→ DOCUMENT TEXT

Process Description
SAM Input Engine
The SAM Input Engine imports a set of Sequence Alignment Map (.sam) files and combines them into three SAS data sets containing chromosome, location, and sequence identity of each sample with a reference sequence.
This process supports both paired-end and single-end reads.
Important: Before running this process, you must navigate to the C:\Program Files\SASHome\JMPGenomics\13\Genomics\ThirdPartyAnnotation\ folder and create a new folder and name it NextGen. You must then download SAMtools version 0.1.12 (for Windows) from https://sourceforge.net/projects/samtools/files/samtools/0.1.12/ and save the executable files in the newly created NextGen folder.
What do I need?
Before you can successfully import the raw data into SAS data sets that can be used for analysis in JMP Genomics, you must locate and gather several sources of information:
• | An Experimental Design File (EDF) that indexes the individual raw data files for the experiment. The EDF is typically a text file or Excel spread sheet and must be created before the data can be imported. |
Important: The EDF used for importing SAM data must contain a variable called SampleName. The values listed in this column identify each sample in the experiment. Providing this name allows the SAM data for each sample, which are typically spread across multiple .sam files, to be merged into one SAS data set.

→ GIVEN INFORMATION
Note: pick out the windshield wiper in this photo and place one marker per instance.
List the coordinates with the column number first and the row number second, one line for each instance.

→ QUESTIONS ON THE MATERIAL
1: From the SAM Input Engine page above, reproduce word for word the stretch from "Process Description" through "What do I need?".
2: Turn the paragraph of the SAM Input Engine page that begins "Important: Before running this process" into a short list of steps, keeping its main facts.
3: Pick up the SAM Input Engine page after its last sentence and keep writing it.

→ RESULTS FOR EACH TASK
1:
Process Description
SAM Input Engine
The SAM Input Engine imports a set of Sequence Alignment Map (.sam) files and combines them into three SAS data sets containing chromosome, location, and sequence identity of each sample with a reference sequence.
This process supports both paired-end and single-end reads.
Important: Before running this process, you must navigate to the C:\Program Files\SASHome\JMPGenomics\13\Genomics\ThirdPartyAnnotation\ folder and create a new folder and name it NextGen. You must then download SAMtools version 0.1.12 (for Windows) from https://sourceforge.net/projects/samtools/files/samtools/0.1.12/ and save the executable files in the newly created NextGen folder.
What do I need?

2:
Before running the process:
- Go to the C:\Program Files\SASHome\JMPGenomics\13\Genomics\ThirdPartyAnnotation\ folder.
- Create a new folder there named NextGen.
- Download SAMtools version 0.1.12 for Windows from https://sourceforge.net/projects/samtools/files/samtools/0.1.12/.
- Save the executable files in the NextGen folder.

3:
• | All of the .sam files containing the raw data, which must be located and copied to a single folder. Each .sam file corresponds to an individual chromosome and contains the hybridization intensities for that array. |
The following example uses .sam files for the Y chromosome of two different mice (from the list shown below) that were downloaded from The 1000 Genomics Project and saved in the Next-Gen\SAM\GSE18905 folder created in the JMP Genomics Sample Data folder.
The EDF for this example (shown below) specifies the import of the GSM468501_MUS1_chrY.sam and GSM468501_MUS2_chrY.sam files.
For detailed information about the files and data sets used or created by JMP Genomics software, see Files and Data Sets.
Output/Results
The output data sets generated by this process are listed in a Results window. Refer to the SAM Input Engine output documentation for detailed descriptions.